DATA EXCERPTS »
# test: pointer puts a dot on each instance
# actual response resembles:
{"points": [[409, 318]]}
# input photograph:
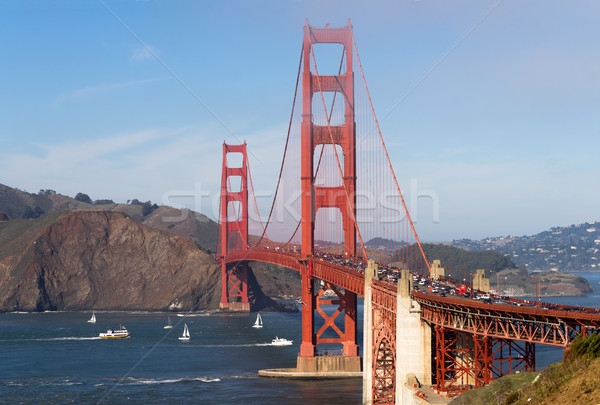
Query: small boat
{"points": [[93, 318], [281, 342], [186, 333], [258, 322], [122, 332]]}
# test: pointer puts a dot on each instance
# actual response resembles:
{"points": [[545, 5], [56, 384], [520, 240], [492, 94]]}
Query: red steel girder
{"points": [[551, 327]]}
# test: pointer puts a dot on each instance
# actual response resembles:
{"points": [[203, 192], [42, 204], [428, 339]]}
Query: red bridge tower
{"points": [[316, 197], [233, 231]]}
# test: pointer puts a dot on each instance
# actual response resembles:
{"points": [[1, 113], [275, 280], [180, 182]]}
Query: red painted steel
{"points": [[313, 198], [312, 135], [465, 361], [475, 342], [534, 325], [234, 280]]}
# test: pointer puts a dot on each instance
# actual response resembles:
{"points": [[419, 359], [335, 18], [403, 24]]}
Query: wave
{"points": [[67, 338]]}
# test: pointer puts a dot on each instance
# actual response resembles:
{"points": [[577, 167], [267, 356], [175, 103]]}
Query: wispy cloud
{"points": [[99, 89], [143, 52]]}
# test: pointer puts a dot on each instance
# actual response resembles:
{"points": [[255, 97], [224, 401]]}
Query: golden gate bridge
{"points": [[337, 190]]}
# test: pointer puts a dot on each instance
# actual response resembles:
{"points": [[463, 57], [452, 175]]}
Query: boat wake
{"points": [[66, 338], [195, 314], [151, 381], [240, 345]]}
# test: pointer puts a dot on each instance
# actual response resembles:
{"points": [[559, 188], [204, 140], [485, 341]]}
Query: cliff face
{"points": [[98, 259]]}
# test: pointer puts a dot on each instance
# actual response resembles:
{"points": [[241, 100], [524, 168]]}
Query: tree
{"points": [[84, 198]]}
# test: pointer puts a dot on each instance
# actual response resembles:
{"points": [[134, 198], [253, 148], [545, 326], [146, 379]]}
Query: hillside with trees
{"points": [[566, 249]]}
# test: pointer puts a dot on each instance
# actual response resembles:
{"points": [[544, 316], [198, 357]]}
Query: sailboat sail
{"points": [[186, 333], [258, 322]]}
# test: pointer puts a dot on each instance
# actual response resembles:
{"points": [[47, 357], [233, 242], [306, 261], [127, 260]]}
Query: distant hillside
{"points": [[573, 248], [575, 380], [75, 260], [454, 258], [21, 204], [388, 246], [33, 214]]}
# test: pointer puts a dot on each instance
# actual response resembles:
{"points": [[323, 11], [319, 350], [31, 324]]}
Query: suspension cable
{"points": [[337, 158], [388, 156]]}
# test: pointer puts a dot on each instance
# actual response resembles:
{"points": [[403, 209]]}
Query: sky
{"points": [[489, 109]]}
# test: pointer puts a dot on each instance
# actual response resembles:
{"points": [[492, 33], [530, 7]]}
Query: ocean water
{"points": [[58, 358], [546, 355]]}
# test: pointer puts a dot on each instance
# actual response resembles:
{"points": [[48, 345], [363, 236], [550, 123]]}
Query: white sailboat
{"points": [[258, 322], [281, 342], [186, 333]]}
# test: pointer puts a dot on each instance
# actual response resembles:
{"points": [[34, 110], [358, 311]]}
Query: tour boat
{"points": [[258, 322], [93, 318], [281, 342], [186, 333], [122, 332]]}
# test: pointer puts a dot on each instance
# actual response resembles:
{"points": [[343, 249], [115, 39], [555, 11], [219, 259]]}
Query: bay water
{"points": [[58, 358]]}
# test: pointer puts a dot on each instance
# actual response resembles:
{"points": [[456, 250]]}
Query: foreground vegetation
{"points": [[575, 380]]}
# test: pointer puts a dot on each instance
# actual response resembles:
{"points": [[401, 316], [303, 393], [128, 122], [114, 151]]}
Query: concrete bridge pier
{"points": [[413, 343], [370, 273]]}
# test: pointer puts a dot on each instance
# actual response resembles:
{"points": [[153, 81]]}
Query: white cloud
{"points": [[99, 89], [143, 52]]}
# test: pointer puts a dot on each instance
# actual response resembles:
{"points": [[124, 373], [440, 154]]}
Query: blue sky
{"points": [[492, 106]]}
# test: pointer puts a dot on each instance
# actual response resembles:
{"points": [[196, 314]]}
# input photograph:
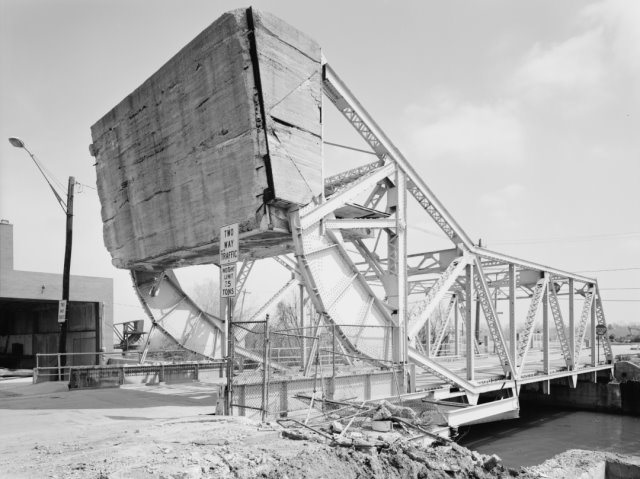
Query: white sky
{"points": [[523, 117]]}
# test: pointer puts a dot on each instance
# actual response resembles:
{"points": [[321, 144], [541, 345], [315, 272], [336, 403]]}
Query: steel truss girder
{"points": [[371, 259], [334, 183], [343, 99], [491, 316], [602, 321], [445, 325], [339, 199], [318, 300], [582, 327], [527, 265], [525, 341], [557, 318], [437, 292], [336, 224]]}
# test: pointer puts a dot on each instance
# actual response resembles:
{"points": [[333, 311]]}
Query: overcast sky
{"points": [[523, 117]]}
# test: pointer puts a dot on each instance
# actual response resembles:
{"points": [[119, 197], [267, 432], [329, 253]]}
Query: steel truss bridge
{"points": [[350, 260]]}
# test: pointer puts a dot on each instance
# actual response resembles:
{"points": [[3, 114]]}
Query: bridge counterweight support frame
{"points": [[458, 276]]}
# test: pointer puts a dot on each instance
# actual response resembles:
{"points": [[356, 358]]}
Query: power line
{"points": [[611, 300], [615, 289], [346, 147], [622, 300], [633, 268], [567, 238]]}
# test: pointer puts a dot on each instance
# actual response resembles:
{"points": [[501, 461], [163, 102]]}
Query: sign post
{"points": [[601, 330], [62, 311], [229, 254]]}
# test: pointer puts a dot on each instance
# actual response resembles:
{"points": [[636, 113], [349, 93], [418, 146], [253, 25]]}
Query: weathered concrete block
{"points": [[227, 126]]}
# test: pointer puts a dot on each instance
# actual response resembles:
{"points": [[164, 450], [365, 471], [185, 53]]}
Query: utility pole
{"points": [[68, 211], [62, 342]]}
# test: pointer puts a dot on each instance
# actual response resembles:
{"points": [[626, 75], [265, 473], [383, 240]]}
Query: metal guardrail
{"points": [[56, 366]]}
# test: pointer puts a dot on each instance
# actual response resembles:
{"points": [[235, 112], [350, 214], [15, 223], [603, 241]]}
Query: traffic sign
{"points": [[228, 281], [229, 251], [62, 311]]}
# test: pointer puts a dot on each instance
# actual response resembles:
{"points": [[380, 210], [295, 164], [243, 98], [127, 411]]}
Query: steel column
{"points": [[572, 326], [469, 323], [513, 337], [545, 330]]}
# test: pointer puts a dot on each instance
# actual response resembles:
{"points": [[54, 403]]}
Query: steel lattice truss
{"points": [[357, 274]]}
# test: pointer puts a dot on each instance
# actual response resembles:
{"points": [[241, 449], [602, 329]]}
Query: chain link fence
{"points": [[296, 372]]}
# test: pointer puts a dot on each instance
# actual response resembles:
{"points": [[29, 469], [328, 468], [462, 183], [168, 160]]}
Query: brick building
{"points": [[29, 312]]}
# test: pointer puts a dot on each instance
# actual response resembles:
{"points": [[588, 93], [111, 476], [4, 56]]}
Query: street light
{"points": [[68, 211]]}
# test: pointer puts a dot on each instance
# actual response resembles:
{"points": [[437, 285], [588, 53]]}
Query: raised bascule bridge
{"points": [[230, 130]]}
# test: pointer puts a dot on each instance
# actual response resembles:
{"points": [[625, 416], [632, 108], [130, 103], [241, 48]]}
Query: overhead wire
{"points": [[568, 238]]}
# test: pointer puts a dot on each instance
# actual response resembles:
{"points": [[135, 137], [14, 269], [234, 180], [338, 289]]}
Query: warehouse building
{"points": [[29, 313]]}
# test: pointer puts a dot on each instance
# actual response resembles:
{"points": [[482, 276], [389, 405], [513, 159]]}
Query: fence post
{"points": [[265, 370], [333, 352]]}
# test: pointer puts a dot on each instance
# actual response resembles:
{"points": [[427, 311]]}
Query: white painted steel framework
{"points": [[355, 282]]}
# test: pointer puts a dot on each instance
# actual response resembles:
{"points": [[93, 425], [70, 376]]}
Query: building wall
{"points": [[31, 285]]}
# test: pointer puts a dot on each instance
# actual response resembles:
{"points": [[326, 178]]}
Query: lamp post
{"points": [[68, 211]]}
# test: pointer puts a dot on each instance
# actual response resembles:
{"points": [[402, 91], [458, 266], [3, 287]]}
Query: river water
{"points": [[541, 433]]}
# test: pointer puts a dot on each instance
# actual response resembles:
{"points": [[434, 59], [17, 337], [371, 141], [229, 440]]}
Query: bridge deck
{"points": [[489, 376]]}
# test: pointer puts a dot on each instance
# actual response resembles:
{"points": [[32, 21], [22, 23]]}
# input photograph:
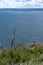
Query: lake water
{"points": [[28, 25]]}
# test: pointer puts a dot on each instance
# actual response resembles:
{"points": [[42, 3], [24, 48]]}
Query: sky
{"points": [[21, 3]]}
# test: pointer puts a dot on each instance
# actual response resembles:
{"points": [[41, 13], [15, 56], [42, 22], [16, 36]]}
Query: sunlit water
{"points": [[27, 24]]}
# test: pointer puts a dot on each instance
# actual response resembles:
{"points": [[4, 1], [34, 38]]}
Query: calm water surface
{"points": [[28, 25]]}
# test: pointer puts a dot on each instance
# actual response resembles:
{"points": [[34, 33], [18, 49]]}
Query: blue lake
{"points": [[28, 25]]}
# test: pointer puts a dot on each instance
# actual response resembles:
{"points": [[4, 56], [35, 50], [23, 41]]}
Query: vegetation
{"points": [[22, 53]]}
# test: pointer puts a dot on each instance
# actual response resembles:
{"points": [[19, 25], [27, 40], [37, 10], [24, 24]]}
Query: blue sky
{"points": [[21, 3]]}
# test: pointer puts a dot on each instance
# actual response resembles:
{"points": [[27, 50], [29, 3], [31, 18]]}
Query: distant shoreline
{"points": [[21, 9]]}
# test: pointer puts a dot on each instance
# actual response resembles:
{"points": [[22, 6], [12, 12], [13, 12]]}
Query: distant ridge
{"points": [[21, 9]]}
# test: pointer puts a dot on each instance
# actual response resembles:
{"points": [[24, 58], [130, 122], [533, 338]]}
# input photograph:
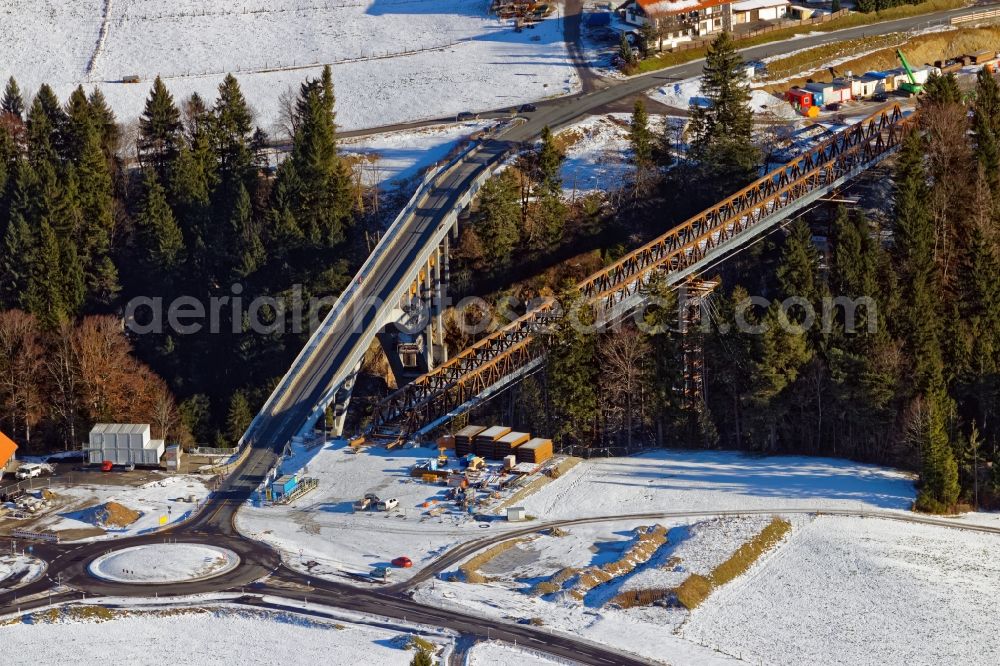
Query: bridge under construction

EXERCISE OBJECTIVE » Count the lines in the records above that contain the string "cloud", matching case exactly. Reply with the number alone.

SOLUTION TO THIS EXERCISE » 2